EXTRACT PROVIDED START

And Sossin says he was pretty good at math in school. “I wasn’t intimidated by it, I was good at semantic math, logic problems. It was when it got to a higher level, where it involved some kind of intuitive knowledge, that I said, ‘Whoa, what is this?’ ” He can’t help comparing his experiences with those of his late father-in-law, who was a very strong mathematician. “For him, it was intuitive, a way of perceiving the world,” said Sossin.
“For people who do mathematics, creative mathematicians, it’s almost like an art form, a kind of creativity, like art is,” said Byers.
“People used to talk about left brain and right brain. The left brain had language and logic. It was kind of linear. And the right brain was more your artistic side, for spatial intuition and things like that. But in my opinion, math requires both sides of the brain.
“If you are teaching a kind of low kind of mathematics, then of course it will help people become logical and develop logical skills. If you are teaching geometry, you are developing geometric and spatial skills. And if you are teaching mathematics creatively, you are teaching how to integrate these different aspects of your intelligence, so you need everything.

EXTRACT PROVIDED END
DATA EXCERPTS START

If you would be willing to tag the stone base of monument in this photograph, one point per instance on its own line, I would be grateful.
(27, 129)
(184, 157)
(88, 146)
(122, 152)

DATA EXCERPTS END

Rewrite the passage on mathematics from "And Sossin says" up to and including "of the brain.", swapping "left brain" for "left hemisphere". You can complete the work without using the listing.

→ RESPONSE TO THE TASK:
And Sossin says he was pretty good at math in school. “I wasn’t intimidated by it, I was good at semantic math, logic problems. It was when it got to a higher level, where it involved some kind of intuitive knowledge, that I said, ‘Whoa, what is this?’ ” He can’t help comparing his experiences with those of his late father-in-law, who was a very strong mathematician. “For him, it was intuitive, a way of perceiving the world,” said Sossin.
“For people who do mathematics, creative mathematicians, it’s almost like an art form, a kind of creativity, like art is,” said Byers.
“People used to talk about left hemisphere and right brain. The left hemisphere had language and logic. It was kind of linear. And the right brain was more your artistic side, for spatial intuition and things like that. But in my opinion, math requires both sides of the brain.